**SELECTION:**
◇ ◇ ◇ ◇ ◇
Welcome to Bob’s Blog! This is where Bob will post tips, tricks, and experiences he has with other racers. Check back often to read what Bob has been up to.

Team Boddie @ Sacramento Raceway Aug. 9 & 10, 2019 event announcement

Tuesday, August 6th, 2019

Team Boddie promod drag racing; again at Sacramento Raceway. on Friday, August 9 during Tune & Test and on Saturday, August 10, 2019.

Air Density / Density Altitude / Grains of Water for racing engine tuning from ADO

Air density, track MAP LOCATION:

Air Density METRIC units, MAP LOCATION:

Air density FORECAST:

HISTORICAL air density example: &

Sacramento Raceway (916) 363 2653

Team Boddie website link



Recent articles

Monday, July 15th, 2019

Recently Bob and Jennifer contributed content for an online publication. The amount of information they needed was minimal but Bob and Jennifer decided to expand on the content and provide it for anyone who might benefit.


Numerous sources were used in creating this content. Check them out as well.

Key Elements to Engine Tuning

Sunday, July 14th, 2019

Key elements for drag race engine tuning are having a well-tested fuel system setup, tracking the weather for changes in the amount of oxygen in the atmosphere, and properly adjusting the engine for the current climate. One element specific to mechanical fuel injection tuning is idle adjustment for a good starting line temperature. Engine oil temperature reaching more than 150 deg F and less than 180 deg F are reasonable. This is done with tuning the idle RPM and fuel amount. Good temperature at the starting line with proper amount of fuel at launch provides the best 60 foot time. Proper fuel amount for the best mid-range power is often a bit leaner than the launch. The best high end fuel amounts are with provisions for ram air contributions when a forward facing air scoop is used. Each of these can be very well managed with air to fuel ratio tuning.

Tuning knowledge is key. Tuning knowledge can be ‘experience-based’ and/or ‘data-based’. Experience-based engine tuning is a result of personal and shared knowledge from various sources. However, good tuning knowledge is in short supply in many regions. As a result, racers become dependent on outside sources such as suppliers, online forums, and word-to-mouth. Unfortunately deciphering whether the information is good or bad is challenging. Learning more about the science of your setup and making your own database is often the best.

Data-based tuning can be made up of visual, sound, and/or odor. Additionally, data can come from gauges, on-board instrumentation, a prior dyno test, a prior flow bench test, and/or proper calculations. Good data-based tuning comes from a good selection of data sources. We see some racers with fully instrumented drag racecars, often with little knowledge of the data generated by those instruments. Investing the time to learn about good data analysis should go hand-in-hand with any new data source.
◇ ◇ ◇ ◇ ◇
**TASKS TO CARRY OUT:**
a. In the racing blog, what engine oil temperature range is called reasonable?
b. Reproduce the racing blog word for word, everything from "Recently Bob and" down to "out as well.".
c. Resume the racing blog's post on drag race engine tuning from where it stops.

**RECORDS PROVIDED:**
◇ ◇ ◇ ◇ ◇
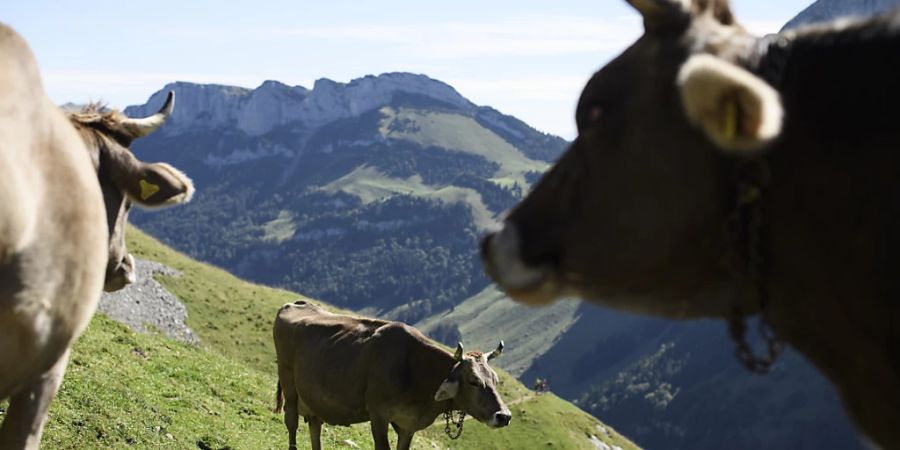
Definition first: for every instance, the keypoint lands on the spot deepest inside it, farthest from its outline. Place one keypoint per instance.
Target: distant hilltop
◇ ◇ ◇ ◇ ◇
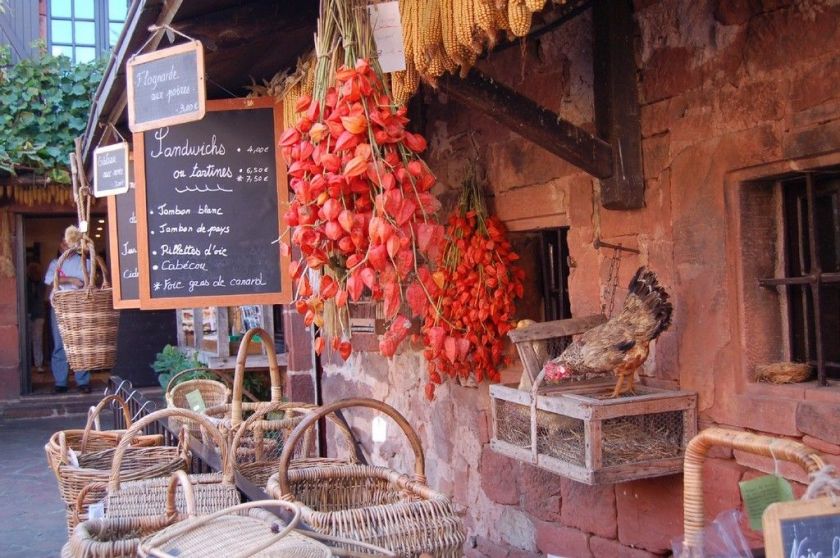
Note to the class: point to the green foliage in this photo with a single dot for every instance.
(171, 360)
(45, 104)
◇ ◇ ◇ ◇ ◇
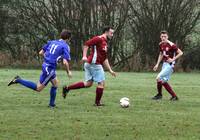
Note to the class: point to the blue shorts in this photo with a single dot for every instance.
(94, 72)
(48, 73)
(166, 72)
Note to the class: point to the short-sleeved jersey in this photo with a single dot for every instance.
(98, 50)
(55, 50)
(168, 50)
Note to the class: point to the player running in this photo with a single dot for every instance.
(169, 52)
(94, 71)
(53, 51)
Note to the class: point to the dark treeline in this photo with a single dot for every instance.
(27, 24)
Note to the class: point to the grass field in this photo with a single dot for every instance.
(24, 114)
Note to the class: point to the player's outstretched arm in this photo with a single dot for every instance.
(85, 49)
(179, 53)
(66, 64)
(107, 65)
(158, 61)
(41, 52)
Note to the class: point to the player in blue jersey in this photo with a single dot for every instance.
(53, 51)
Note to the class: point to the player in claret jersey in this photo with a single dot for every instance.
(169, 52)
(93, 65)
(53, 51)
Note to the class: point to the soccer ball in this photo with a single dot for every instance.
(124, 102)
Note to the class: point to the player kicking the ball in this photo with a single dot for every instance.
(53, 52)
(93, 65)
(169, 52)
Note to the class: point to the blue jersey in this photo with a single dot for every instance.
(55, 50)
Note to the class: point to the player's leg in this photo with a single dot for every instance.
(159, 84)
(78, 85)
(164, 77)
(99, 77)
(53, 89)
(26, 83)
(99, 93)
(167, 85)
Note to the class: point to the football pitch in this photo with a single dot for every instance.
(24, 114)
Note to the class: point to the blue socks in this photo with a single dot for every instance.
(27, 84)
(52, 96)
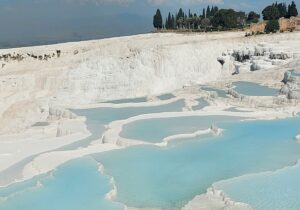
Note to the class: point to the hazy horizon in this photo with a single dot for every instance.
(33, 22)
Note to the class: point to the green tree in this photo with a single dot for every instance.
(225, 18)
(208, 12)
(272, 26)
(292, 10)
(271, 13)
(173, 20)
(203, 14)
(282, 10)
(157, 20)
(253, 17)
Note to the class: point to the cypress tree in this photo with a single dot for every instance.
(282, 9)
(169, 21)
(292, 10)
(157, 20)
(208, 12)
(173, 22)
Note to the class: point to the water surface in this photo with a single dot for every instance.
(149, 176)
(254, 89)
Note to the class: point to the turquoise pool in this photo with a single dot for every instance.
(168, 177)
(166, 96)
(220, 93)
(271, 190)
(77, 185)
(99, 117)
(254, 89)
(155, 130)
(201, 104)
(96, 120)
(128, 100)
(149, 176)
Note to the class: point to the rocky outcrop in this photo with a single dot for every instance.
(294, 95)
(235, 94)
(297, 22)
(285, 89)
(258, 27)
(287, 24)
◇ ◇ ◇ ◇ ◇
**THE REPLIES:**
a. More than 150 deg F and less than 180 deg F.

b.
Recently Bob and Jennifer contributed content for an online publication. The amount of information they needed was minimal but Bob and Jennifer decided to expand on the content and provide it for anyone who might benefit.


Numerous sources were used in creating this content. Check them out as well.

c.
Engine tuning is also dependent on the competition category. Tuning for a bracket engine such as Top Dragster is done for consistency or predictability. For bracket racing a conservative fuel mixture and engine timing are far more important than a lean-burning, max-power, spark plug melting combo. Tuning for unlimited classes such as Top Alcohol and Competition Eliminator is done for the best performance and that may involve a more volatile setup.
In both of these categories, tuning for air density changes is important. Air density percentages define the changes of the weight of the air going into the engine with weather or altitude changes. Numerically controlled tuning for optimum air/fuel ratios with air density changes becomes precise. ‘Guestimate’ tuning is a common alternative for fuel system adjustment and often the cause of engine failures.

Engines with mechanical fuel injection, carburetors, or open loop electronic fuel injection can be tuned for air density changes to maintain an optimum air/fuel ratio. Engines with closed loop, electronic fuel injection automatically adjust to maintain the air/fuel ratio. Racing engines operate best in a relatively narrow air/fuel ratio range.

When air density goes down, the weight of the air is reduced. To stay in an optimum air/fuel ratio range for many engines, the fuel should be reduced. This applies to naturally aspirated engines as well as supercharged engines with overdrive limitations. Top Alcohol and Nostalgia Top Fuel are examples where supercharger overdrive limits are applied and the supercharger overdrive is not changed. Those can benefit from air/fuel ratio tuning with jetting changes. Mechanical fuel injection, common in these classes, benefits from tuning simplicity since the overall air/fuel ratio can be managed by a single bypass jet. A bigger jet is used to lean it. A smaller jet is used to richen it.

In bracket racing with a supercharged engine and without supercharger overdrive limitations, the supercharger overdrive can be increased to compensate for lower air density. For example, we ran our supercharged engine in 7.90 second NHRA bracket races with varying air densities from 100% down to 90%, adjusting our blower overdrive from 5% up to 15% to compensate. We determined the scientific relationship between air density and blower overdrive to reproduce a constant power level. We were able to maintain near 7.90 second ETs throughout a typical event, from a cool morning to hot afternoon to cool evening. No other tuning was necessary. We could also maintain near 7.90 second performance from one local to another with this tuning method.

For normally aspirated engines or supercharged engines with overdrive limits, tuning to maintain the air/fuel ratio is different. It involves adjustment of the fuel amount with the air density. Lower air density needs less fuel. Higher air density needs more fuel. A very reliable scientific relationship exists between the two that makes tuning a simple numerical control task for these engines as well.

Neat spread sheet ProCalc data for Hilborn fuel injected engine with jetting determined to maintain optimum air/fuel ratios for different air densities at torque peak and horsepower peak RPMs (source ProCalc jetting calculator data output; from ProCalc)

In our supercharged alcohol burning Hemi V-8 combination, we found the following:

air/fuel ratio spark plug reading* result tuning label
3.1 to 1 no plating discolor misfire on launch rich limit
3.4 to 1 discolor 1.5 threads runs strong baseline
3.6 to 1 discolor 2-3 threads almost melt pistons record attempt level
3.7 to 1 discolor 3+ threads melt two pistons lean limit


*not always a reliable indicator by itself

For our mechanical fuel injection tuning, air/fuel ratios were determined for the weight of air and the weight of fuel through the engine. Weight of fuel for mechanical fuel injection: The fuel system is made up of the type of fuel, jetting, and the fuel pump.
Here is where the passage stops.